Among the lines below, list those containing the string "that".

[DATA SECTION — start]

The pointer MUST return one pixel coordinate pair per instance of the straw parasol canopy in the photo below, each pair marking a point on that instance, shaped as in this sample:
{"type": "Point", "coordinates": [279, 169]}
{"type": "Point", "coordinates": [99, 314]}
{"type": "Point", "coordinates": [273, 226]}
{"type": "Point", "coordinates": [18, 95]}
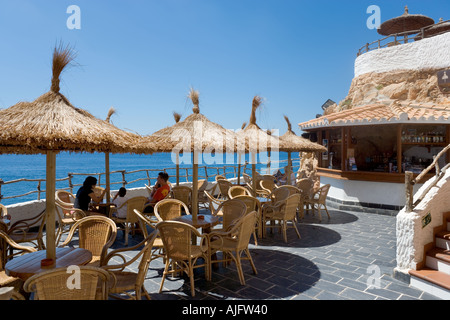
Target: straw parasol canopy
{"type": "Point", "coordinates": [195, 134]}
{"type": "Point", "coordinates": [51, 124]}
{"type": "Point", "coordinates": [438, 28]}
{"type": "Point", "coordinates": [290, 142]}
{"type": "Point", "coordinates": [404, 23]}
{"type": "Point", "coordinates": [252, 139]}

[DATA SECTION — finish]
[DATA SECTION — start]

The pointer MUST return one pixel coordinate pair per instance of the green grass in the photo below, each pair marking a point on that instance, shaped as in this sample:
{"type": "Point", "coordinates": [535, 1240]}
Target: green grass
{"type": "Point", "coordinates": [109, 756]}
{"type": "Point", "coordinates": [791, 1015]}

[DATA SECTION — finish]

# YOUR SOLUTION
The pointer MUST return one pixel coordinate pair per instance of the straw parasol canopy in the photo below, each pair marking a point on that instance, shaped as in this sample:
The pointer MUST return one pixel coordinate pair per instance of the green grass in the photo below, each pair marking a point on that instance, shaped as in this sample:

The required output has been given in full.